Direction: Write each record again exactly as it stands.

Recorded information:
## begin
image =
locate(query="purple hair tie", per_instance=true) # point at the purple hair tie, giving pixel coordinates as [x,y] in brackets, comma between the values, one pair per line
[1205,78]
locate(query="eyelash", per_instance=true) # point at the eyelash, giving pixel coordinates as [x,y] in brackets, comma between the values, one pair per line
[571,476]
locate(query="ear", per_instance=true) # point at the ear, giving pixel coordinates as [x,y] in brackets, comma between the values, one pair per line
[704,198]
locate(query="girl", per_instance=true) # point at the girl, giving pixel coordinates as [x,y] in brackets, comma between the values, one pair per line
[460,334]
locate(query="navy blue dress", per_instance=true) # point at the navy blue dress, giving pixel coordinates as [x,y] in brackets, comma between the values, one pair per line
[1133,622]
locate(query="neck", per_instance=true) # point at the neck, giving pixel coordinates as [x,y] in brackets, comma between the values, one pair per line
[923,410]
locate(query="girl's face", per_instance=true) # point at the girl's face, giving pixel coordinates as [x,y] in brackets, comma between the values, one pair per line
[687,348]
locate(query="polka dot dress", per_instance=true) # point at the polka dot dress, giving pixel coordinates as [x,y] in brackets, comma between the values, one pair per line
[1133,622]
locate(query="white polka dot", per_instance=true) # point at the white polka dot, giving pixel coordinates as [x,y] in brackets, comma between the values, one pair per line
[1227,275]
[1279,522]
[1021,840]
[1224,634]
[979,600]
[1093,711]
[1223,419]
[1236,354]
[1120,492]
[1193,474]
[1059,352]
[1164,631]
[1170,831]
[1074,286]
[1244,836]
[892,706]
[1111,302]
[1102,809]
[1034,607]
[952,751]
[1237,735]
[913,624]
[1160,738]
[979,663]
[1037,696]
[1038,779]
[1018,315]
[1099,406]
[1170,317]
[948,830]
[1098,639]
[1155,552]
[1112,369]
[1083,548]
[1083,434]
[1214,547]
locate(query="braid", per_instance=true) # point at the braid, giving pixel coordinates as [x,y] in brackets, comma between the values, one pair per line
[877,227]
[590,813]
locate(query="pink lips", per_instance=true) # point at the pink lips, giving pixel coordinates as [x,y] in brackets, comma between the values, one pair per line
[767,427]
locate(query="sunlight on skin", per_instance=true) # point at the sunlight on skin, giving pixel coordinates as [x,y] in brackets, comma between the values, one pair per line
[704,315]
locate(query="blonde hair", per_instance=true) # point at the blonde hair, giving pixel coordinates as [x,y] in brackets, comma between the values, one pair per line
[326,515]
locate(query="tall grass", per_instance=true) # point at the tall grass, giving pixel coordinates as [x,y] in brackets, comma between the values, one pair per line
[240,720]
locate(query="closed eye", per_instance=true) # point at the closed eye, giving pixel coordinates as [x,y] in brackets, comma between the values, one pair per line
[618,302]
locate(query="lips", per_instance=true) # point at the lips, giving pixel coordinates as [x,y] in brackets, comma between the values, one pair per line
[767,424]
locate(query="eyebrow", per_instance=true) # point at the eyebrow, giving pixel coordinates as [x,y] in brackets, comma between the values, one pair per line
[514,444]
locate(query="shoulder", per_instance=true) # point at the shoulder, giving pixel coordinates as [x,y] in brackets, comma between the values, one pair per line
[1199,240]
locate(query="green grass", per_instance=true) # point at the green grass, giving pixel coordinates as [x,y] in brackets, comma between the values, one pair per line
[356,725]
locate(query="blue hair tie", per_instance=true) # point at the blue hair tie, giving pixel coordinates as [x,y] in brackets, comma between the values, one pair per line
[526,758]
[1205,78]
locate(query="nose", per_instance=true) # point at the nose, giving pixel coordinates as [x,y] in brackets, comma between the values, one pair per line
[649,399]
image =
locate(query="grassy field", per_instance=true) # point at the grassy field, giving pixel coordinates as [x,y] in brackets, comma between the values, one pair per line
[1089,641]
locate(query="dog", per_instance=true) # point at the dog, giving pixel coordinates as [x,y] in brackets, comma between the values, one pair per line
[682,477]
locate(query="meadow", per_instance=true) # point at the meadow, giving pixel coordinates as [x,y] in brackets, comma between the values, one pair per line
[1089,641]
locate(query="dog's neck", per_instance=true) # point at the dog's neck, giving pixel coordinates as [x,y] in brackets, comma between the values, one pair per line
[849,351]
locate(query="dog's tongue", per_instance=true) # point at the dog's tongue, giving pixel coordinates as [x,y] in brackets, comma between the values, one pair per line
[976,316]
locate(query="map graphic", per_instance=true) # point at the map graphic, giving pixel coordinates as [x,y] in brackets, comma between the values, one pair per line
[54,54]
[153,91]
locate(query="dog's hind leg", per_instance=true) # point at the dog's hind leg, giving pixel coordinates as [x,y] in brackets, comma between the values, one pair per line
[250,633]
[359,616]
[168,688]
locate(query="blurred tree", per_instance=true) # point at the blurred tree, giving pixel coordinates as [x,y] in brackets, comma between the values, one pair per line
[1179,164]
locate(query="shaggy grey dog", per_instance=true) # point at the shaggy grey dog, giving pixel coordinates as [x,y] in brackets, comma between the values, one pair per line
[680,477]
## end
Solved problem:
image =
locate(query="purple hair tie", per_instance=true) # point at the purple hair tie, giving pixel coordinates as [x,y] in brackets, comma between the values, one pair per line
[1205,78]
locate(query="eyelash", per_instance=true) # point at the eyelash, giving pixel coordinates as [x,y] in brackets, comma between the values, one pair per line
[571,476]
locate(query="ear", per_instance=true) # point at the ear, giving pixel coordinates as [x,y] in brackets, comma between the values, one pair per line
[704,198]
locate(query="girl", per_instance=true) # point at the girl, giving pixel coordinates as [x,y] in brackets, comma between the values, one pair per line
[460,334]
locate(query="navy blue dress", per_instance=true) # point at the navy blue dress, giving pixel coordinates as [x,y] in brackets, comma between the values, one pair per line
[1133,622]
locate(query="neck", per_instance=true) # point at the neck, giving pixel coordinates as [x,y] in brackets, comma between the values, one pair per line
[923,410]
locate(query="girl's face", per_instance=true) # point at the girl's face, giving pixel coordinates as [x,y] in brackets, comma between the values, one pair per line
[687,348]
locate(query="polka dot dress", per_instance=true) # point at the polka dot dress, giving pixel coordinates as [x,y] in brackets, comma between the values, one pair per line
[1133,622]
locate(query="white polka dot", per_instance=true) # point at the white polka dot, giving pixel coordinates as [x,y] in brackets, comma between the values, one pair per line
[1227,275]
[1279,522]
[1021,840]
[1224,634]
[979,600]
[1093,711]
[1223,419]
[1236,354]
[1120,492]
[1193,474]
[1059,352]
[1164,631]
[1170,831]
[1074,286]
[1244,836]
[892,706]
[1111,302]
[1102,809]
[1034,607]
[952,751]
[1237,735]
[913,624]
[1160,738]
[979,663]
[1037,696]
[1038,779]
[1018,315]
[1099,406]
[1170,317]
[948,830]
[1098,639]
[1155,552]
[1112,369]
[1083,548]
[1083,434]
[1214,547]
locate(query="braid", per_instance=true) # point at the braid, giving pixel coordinates as [x,y] in brackets, comma between the values, one pair per line
[877,227]
[590,813]
locate(query="pink lips", per_instance=true) # point at the pink lips, giving pixel coordinates as [x,y] in brackets, comma between the values, one pair per line
[767,427]
locate(query="sunlight on skin", per_instance=true) # point at the sunlight on skin, giving pixel coordinates as [x,y] in brackets, comma between the values, one pair per line
[704,315]
locate(query="blonde hair", per_instance=true) # point at the blonde hair, giving pixel coordinates as [x,y] in brackets, comma between the values, one pair per line
[326,515]
locate(query="tall grass", per_instance=true) # point at the tall grass, giving pixel coordinates as [x,y] in brackets, comma between the values, one pair per line
[240,720]
locate(query="closed eye", per_instance=true) # point at the closed eye, giving pixel coordinates as [x,y] in brackets, comma between the values, one pair per line
[618,302]
locate(query="lips", per_instance=true) # point at the lips, giving pixel coordinates as [x,y] in brackets, comma between the values, one pair per line
[767,424]
locate(query="eyebrow", per_instance=true) # point at the eyebrow, giving pixel coordinates as [x,y] in brackets, comma between the values, one pair per line
[514,444]
locate(query="shoulder", per_instance=true) # point at the shoulder, giving pixel coordinates as [x,y] in brackets, comma between the values, one pair per line
[1199,240]
locate(query="green grass", per_instance=true) # point at the green grass, giving pixel coordinates as [x,y] in brackets, comma between the values, one pair per line
[356,725]
locate(query="blue hair tie", per_instance=true) # point at the blue hair tie, giving pixel coordinates as [x,y] in brackets, comma between the values, one pair per line
[526,758]
[1205,78]
locate(query="nose", per_instance=true) # point at the nose, giving pixel coordinates as [x,y] in brackets, comma between the values, one pair per line
[649,399]
image =
locate(query="grassy field", per_instance=true) # point at the grassy field, giving pixel coordinates as [x,y] in brackets, comma between the values, one pair per line
[1089,641]
locate(query="dog", per_instance=true) # point at the dog, giving pixel coordinates as [x,y] in brackets, comma between the values, one pair per line
[682,477]
locate(query="meadow", per_instance=true) # point at the meadow, giving pixel coordinates as [x,y] in brackets, comma between the values, one pair per line
[1089,641]
locate(query="dog's neck", per_instance=true) # point at the dog's neck, giving pixel coordinates as [x,y] in brackets, comma between the values, one pair per line
[849,351]
locate(query="dog's tongue", per_instance=true) # point at the dog's tongue, giving pixel coordinates as [x,y] in brackets, comma between the values, one pair per line
[976,316]
locate(query="map graphic", per_instance=true) # point at the map graphic, giving pixel coordinates as [x,y] in brackets, comma between the values, one pair per line
[54,54]
[153,91]
locate(query="dog's hind leg", per_instance=true) # point at the dog's hind leg, giving pixel coordinates as [x,y] in brackets, comma between the values, one pair per line
[250,633]
[359,616]
[168,688]
locate(query="blurred tree", per_instance=true) # point at the blurred tree, giving pixel coordinates as [x,y] in brackets, comma between the values, one pair per line
[1179,164]
locate(query="shaggy grey dog", per_instance=true) # point at the shaggy grey dog, giving pixel coordinates as [x,y] in brackets, comma between the values, one pair per line
[680,477]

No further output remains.